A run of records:
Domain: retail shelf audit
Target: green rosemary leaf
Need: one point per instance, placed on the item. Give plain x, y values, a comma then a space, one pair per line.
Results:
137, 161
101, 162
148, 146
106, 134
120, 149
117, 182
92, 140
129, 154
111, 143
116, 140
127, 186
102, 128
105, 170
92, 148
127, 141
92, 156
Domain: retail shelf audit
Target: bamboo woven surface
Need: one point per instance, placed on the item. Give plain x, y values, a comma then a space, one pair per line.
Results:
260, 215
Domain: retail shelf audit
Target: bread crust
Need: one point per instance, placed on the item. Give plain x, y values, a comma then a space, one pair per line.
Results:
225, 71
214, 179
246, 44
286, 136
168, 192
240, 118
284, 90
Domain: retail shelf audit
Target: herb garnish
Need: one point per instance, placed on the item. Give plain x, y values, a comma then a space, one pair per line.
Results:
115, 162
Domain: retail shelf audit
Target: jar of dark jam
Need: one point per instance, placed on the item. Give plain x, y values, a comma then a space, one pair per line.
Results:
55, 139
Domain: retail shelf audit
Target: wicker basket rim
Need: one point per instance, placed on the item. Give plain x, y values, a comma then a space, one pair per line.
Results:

* _Problem to solve_
Can you retype all of the material above, word for word and line for line?

* _Solution to the exercise_
Domain: retail shelf audit
Target: green rosemary leaf
Need: one point per instance, placed on the item. Give plain x, y values, a comma then a space, one pair per line.
Results:
137, 161
101, 162
148, 146
106, 134
120, 149
117, 182
92, 140
129, 154
111, 143
116, 140
127, 186
102, 128
105, 170
92, 148
127, 141
92, 156
Domain: retail shelf audit
Target: bamboo woven surface
Need: one point per instance, placed on the item. Give plain x, y values, a comma then a space, one pair per line.
Results:
260, 215
Domain: retail shelf audit
Target: bread crust
Need: one point per instance, placed on the item. Give plain x, y values, a comma then a space, one pair per line.
Results:
225, 71
214, 179
246, 44
286, 136
168, 192
240, 118
284, 90
Domain: retail shelf audit
Target: herb garnish
Need: one point per instance, placed on the item. Give plain x, y values, a comma then a space, one pair per line.
Results:
115, 162
Domain: retail shelf audit
Target: jar of dark jam
Need: one point per instance, placed on the item. Give plain x, y values, a comma then a space, one pair per line.
Results:
55, 139
Domain: retail shelf audit
Target: wicker basket rim
Need: one point per instance, placed on the item. Give plain x, y values, a comma then a space, one pair per line.
Results:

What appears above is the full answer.